[Opening Text provided section]

By Chris Robinson
This Saturday night Bernard Hopkins will step into the ring for the 60th time as a professional when he again challenges WBC light heavyweight champion Jean Pascal for his crown at the Bell Centre in Quebec, Canada. The fight is a rematch of their December bout in which Hopkins was dropped in rounds one and three before controlling the rest of the action in what was looked at by many as a remarkable victory that somehow ended up a majority draw.
At 46 years old Hopkins is still a marvel and one of the best fighters in the sport. He has always had a way of pulling off remarkable upsets, as was the case in one-sided clinics over Felix Trinidad, Antonio Tarver, and Kelly Pavlik, and was a heavy underdog in the first fight with Pascal. One fight prior Hopkins had looked ordinary in pulling out a lackluster decision over Roy Jones at the Mandalay Bay yet with Pascal he was a man focused, possessed and reinvigorated, countering the Haitian-Canadian's speed and athleticism with deft movement, timing, and a punishing attack to the body.

[Closing Text provided section]
[Opening Provided material section]

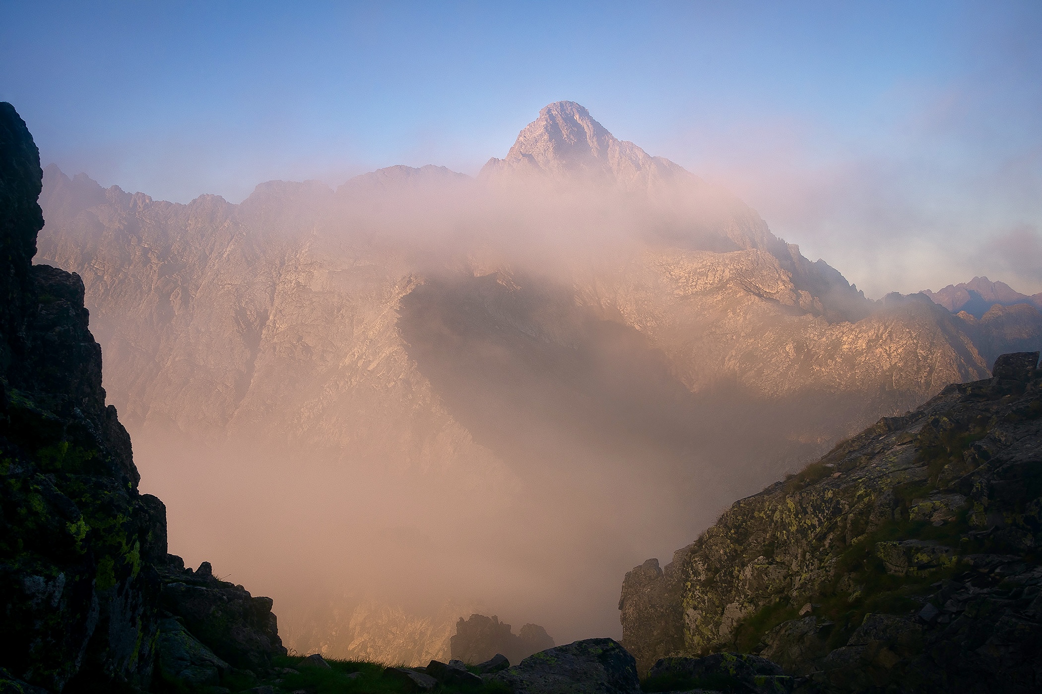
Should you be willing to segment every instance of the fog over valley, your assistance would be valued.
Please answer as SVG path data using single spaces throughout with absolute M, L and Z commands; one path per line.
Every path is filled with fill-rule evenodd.
M 472 613 L 619 638 L 634 566 L 1042 336 L 987 278 L 868 299 L 569 101 L 476 177 L 177 204 L 52 164 L 40 204 L 170 550 L 301 653 L 447 660 Z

[Closing Provided material section]

**Actions to take**
A. Answer these from the text on Bernard Hopkins:
(i) At what venue will the rematch with Jean Pascal take place?
(ii) In which rounds was Hopkins dropped in the December bout?
(iii) Whom did Hopkins defeat by decision one fight before the first Pascal fight?
B. From the text on Bernard Hopkins, write out the passage starting with "By Chris Robinson" and going on through "a majority draw.".

**Answers for the exercise**
A.
(i) The Bell Centre in Quebec, Canada.
(ii) Rounds one and three.
(iii) Roy Jones.

B.
By Chris Robinson
This Saturday night Bernard Hopkins will step into the ring for the 60th time as a professional when he again challenges WBC light heavyweight champion Jean Pascal for his crown at the Bell Centre in Quebec, Canada. The fight is a rematch of their December bout in which Hopkins was dropped in rounds one and three before controlling the rest of the action in what was looked at by many as a remarkable victory that somehow ended up a majority draw.